→ **Your objective**:
Answer these questions from the page on temporal-difference learning:
(a) Which chapter covered Monte Carlo?
(b) What type of control does the page assign to Q-learning?
(c) What is the TD error said to be a one-sample estimate of?

→ **Reading passage**:

Part I · Foundations Week 4 Published td.py test_td.py

Temporal-Difference Learning: TD(0), SARSA, and Q-Learning

Bootstrapping from sampled transitions: the TD(0) prediction update as a stochastic Euler step toward the Bellman fixed point, SARSA as on-policy control, and Q-learning as off-policy control. Where temporal-difference learning sits between Monte Carlo and dynamic programming, and what the SARSA/Q-learning split reveals on the cliff.

On this page

The TD(0) update
TD(0) as a stochastic Euler step
SARSA: on-policy control
Q-learning: off-policy control
On-policy vs off-policy: the cliff
n-step TD and the bias–variance dial
The dynamic-programming bridge
What’s next
Exercises
Companion code

Temporal-Difference Learning: TD(0), SARSA, and Q-Learning

Where we are. Monte Carlo (Chapter 3) waited for a full episode to terminate, then averaged the realized return — unbiased, but high-variance and episodic-only. Dynamic programming (Chapters 1–2) never sampled at all; it bootstrapped each value from other current estimates through the model. Temporal-difference learning is the missing synthesis: sample one transition like Monte Carlo, and bootstrap from the current estimate like dynamic programming. The result learns online, from a single step, with no model and no wait for the episode to end. Its load-bearing object is the TD error $\delta_t = R_{t+1} + \discount V(S_{t+1}) - V(S_t)$ — a one-sample estimate of the Bellman residual.

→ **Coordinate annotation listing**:
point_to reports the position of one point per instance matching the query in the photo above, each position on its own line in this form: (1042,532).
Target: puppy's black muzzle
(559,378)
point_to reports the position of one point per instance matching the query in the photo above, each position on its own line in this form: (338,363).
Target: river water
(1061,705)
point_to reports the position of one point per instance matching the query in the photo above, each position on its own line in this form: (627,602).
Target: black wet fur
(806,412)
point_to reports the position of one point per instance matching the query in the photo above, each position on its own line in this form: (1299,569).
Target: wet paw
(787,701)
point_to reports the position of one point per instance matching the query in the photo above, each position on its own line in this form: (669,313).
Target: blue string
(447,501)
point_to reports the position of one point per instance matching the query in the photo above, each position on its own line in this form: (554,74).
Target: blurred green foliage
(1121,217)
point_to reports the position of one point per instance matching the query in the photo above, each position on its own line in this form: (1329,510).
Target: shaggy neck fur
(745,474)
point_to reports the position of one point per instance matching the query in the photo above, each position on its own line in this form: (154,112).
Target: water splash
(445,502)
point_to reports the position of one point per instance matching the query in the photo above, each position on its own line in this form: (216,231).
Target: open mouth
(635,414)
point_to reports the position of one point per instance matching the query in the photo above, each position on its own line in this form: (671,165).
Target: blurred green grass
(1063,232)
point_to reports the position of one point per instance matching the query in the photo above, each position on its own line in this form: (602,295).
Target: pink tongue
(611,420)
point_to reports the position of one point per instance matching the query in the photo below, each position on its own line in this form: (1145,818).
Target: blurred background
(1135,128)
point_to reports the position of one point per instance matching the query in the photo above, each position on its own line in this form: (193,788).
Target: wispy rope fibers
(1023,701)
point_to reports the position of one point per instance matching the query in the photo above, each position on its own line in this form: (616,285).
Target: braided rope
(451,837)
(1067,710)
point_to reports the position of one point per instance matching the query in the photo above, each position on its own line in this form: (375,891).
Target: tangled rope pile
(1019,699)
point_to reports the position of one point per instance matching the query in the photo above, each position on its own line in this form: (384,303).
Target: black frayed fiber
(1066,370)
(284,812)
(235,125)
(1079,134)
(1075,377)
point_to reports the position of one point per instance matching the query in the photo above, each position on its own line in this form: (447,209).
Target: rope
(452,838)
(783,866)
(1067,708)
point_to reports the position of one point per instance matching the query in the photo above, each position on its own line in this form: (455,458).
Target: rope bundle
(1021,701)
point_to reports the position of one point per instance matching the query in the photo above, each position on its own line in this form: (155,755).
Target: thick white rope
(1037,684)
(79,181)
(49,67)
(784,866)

→ **Final result**:
(a) Chapter 3
(b) Off-policy control
(c) The Bellman residual